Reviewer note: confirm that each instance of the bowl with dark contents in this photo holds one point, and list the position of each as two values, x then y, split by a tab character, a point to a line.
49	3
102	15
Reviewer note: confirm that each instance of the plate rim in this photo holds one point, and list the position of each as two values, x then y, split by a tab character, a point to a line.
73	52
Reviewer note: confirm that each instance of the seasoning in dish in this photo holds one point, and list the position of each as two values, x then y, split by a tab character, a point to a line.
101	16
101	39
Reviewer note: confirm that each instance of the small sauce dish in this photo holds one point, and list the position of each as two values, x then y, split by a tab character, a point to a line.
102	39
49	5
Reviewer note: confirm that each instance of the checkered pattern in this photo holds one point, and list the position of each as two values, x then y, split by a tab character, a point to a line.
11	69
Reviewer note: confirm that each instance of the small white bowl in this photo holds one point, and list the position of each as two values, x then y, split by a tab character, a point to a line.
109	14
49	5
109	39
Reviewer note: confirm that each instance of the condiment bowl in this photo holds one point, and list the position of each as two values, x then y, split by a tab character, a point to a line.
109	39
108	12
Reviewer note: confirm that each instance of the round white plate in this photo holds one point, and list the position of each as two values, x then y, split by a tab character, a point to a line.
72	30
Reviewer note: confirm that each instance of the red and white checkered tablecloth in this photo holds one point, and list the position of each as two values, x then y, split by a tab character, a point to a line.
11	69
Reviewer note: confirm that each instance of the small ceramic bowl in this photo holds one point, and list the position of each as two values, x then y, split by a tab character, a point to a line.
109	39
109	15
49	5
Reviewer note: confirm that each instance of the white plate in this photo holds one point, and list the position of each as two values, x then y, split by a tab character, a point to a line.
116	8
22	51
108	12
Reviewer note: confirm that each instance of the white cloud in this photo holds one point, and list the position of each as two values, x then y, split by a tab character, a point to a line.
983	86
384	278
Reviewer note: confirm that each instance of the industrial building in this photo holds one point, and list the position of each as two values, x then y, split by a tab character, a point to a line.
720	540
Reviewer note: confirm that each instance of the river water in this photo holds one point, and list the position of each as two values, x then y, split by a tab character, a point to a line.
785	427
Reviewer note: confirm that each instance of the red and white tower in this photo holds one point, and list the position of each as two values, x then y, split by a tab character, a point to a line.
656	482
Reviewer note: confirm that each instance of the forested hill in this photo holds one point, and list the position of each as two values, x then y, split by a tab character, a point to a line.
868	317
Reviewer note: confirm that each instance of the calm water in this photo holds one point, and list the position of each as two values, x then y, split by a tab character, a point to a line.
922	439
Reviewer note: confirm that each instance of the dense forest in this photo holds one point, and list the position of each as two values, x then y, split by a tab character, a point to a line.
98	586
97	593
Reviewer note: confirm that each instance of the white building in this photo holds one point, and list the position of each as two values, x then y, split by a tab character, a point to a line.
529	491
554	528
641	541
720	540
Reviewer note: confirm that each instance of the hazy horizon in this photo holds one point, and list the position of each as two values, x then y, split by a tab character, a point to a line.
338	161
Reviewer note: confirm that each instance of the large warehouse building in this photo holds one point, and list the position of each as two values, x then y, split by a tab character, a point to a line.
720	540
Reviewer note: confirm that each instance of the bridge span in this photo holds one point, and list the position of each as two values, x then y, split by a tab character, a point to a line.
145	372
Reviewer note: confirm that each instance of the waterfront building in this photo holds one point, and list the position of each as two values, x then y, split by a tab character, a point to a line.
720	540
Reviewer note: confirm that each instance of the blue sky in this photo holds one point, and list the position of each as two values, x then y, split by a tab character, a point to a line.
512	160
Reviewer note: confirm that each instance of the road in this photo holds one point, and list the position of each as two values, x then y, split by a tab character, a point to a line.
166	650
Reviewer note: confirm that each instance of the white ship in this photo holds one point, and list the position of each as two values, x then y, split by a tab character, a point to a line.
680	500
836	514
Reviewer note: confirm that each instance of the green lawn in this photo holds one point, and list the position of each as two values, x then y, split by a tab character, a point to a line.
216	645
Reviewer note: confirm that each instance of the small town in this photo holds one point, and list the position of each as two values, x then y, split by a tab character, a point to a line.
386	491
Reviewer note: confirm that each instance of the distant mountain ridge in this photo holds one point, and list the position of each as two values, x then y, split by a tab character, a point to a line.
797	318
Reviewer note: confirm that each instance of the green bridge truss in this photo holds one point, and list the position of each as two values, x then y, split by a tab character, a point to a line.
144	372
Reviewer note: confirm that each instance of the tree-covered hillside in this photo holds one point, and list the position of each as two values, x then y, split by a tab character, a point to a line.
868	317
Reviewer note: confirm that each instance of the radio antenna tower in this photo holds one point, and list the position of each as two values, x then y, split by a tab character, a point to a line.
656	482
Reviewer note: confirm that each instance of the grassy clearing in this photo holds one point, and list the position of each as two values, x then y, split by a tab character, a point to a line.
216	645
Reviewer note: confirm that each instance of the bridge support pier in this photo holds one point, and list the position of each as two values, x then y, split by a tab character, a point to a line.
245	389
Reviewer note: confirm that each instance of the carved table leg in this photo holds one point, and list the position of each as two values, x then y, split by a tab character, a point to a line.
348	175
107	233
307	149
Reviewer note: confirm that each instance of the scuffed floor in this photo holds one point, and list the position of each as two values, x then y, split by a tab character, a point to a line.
§ §
Written instruction
Copy out every row above, replacing "Reviewer note" with "Checker note" each time it appears and leaving everything else as it is.

Task answer
Checker note: confirm that each instance of the bowl with dark contents in this photo holds one point, and list the position of each as two values, x then y, split by a tab character, a point to a line.
49	3
102	15
Checker note: confirm that each instance of the plate rim in this photo holds one point, and list the position of each as two values, x then y, split by a tab character, a point to a line.
73	52
Checker note: confirm that each instance of the seasoning in dish in this photo holds one point, and list the position of each as two values, x then y, split by a tab character, a point to a line.
101	16
101	39
Checker note: confirm that each instance of the small sauce dish in this photo holds one point, and list the position of each as two values, x then y, split by a tab character, a point to a line.
102	39
49	5
Checker note: confirm that each instance of the checkered pattern in this photo holds one point, and list the position of each as two values, x then y, split by a tab character, a point to a line.
11	69
Checker note: confirm that each instance of the small white bowl in this photo holds one point, and list the position of each as two values, x then y, split by a tab character, a point to a line.
109	14
49	5
109	39
Checker note: confirm that each instance of the condiment bowl in this photo holds one point, and list the position of each as two values, x then y, split by a tab character, a point to a line.
109	39
108	12
Checker note: confirm that each instance of the round white plate in this photo holds one point, and list the position of each as two values, x then y, split by a tab character, a point to a line.
72	30
Checker note: confirm that each instance of the red and white checkered tablecloth in this photo holds one point, and list the position of each as two values, x then y, split by a tab character, a point to a line.
11	69
Checker note: confirm that each instance of the small ceramic bowl in this photo holds one point, and list the position of each as two values, x then y, split by a tab character, a point to a line.
109	39
109	15
49	5
Checker note: confirm that each instance of the white plate in this photo holds one point, and list the position of each as two values, x then y, split by a tab character, a point to a line.
116	8
22	51
108	12
Checker note: confirm that each instance of the white cloud in this photo holds one point, and list the position of each as two values, x then y, split by a tab character, a point to a line.
983	86
384	278
Checker note: confirm that each instance of the industrial building in this photo holds one point, and list the position of each as two values, x then y, split by a tab character, a point to a line.
720	540
Checker note: confirm that each instance of the river water in this photo holds one point, and list the position of each as two values, x then y, split by a tab character, a point to a line.
785	427
Checker note: confirm that each instance of the red and white tower in this photo holds one point, and list the position of each as two values, x then y, split by a tab character, a point to a line.
656	482
Checker note: confirm that each instance of the forested hill in this photo holds one point, and list the position of each as two values, x then y, split by a tab character, a point to a line.
868	317
Checker note: confirm that each instance of the calm water in this photo holds one point, and list the position of each as two values, x then y, split by a tab character, a point to a line.
922	439
Checker note: confirm that each instance of the dense forest in this photo holds one point, and list the position of each as two values, x then y, split by a tab character, a point to a line.
98	586
97	593
Checker note: confirm that each instance of the white building in this photo holds one point, and list the position of each as two values, x then y, split by a tab character, a point to a line.
529	491
554	528
641	541
720	540
Checker note: confirm that each instance of the hazy horizon in this photo holds one point, and list the position of each as two values, x then y, split by a tab character, a point to a line.
338	161
Checker note: confirm that each instance of the large warehouse building in this photo holds one point, and list the position of each as two values, x then y, split by a tab character, a point to a line.
720	540
Checker note: confirm that each instance of the bridge span in this photo holds one point, and list the position of each as two values, x then y, split by a tab character, a point to a line.
145	372
Checker note: confirm that each instance of the waterfront building in this photo holds one point, and list the position of each as two values, x then y, split by a tab character, a point to a line.
720	540
Checker note: confirm that each instance of the blue sky in this photo holds one point, and list the position of each as two values, x then y, split by a tab character, a point to a line.
512	160
Checker note: confirm that each instance of the road in this photo holds one point, and list the position of each as two values, x then y, split by a tab character, a point to a line.
166	650
Checker note: confirm that each instance of the white ship in this photo holds one point, and list the position of each as two values, x then y, split by a tab character, a point to a line.
680	500
836	514
Checker note: confirm that each instance of the green lawn in this photo holds one point, and list the position of each as two values, x then y, split by a tab character, a point to a line.
216	645
Checker note: confirm that each instance of the small town in this photo holds one point, and list the position of each as two values, x then y, split by a tab character, a point to a line.
386	491
Checker note: confirm that each instance of the distant mountain ridge in this photo holds one point, and list the position of each as two values, x then y, split by a tab character, a point to a line.
797	318
Checker note: confirm that each instance of the green bridge truss in this photo holds one point, and list the position of each as two values, x then y, split by a tab character, a point to a line.
144	372
Checker note: confirm that each instance of the tree-covered hillside in this photo holds one point, and list the position of each as two values, x then y, split by a tab character, a point to a line.
868	317
Checker note: confirm that each instance of the radio antenna tower in this photo holds one point, and list the position of each as two values, x then y, split by a tab character, a point to a line.
656	482
Checker note: confirm that each instance of the grassy clearing in this photo holds one point, and list the position of each as two values, x then y, split by a tab character, a point to a line.
216	645
Checker note: confirm that each instance of the bridge support pier in this photo holds one point, and list the position of each as two values, x then y, split by a tab character, a point to a line.
245	389
Checker note: confirm that each instance of the carved table leg in this photo holds one point, and list the position of each as two values, x then y, split by a tab character, a point to a line.
348	175
107	233
307	149
Checker note: confirm that each instance of the scuffed floor in this photo holds one point, and list the position of each as two values, x then y, split by a tab character, a point to a line.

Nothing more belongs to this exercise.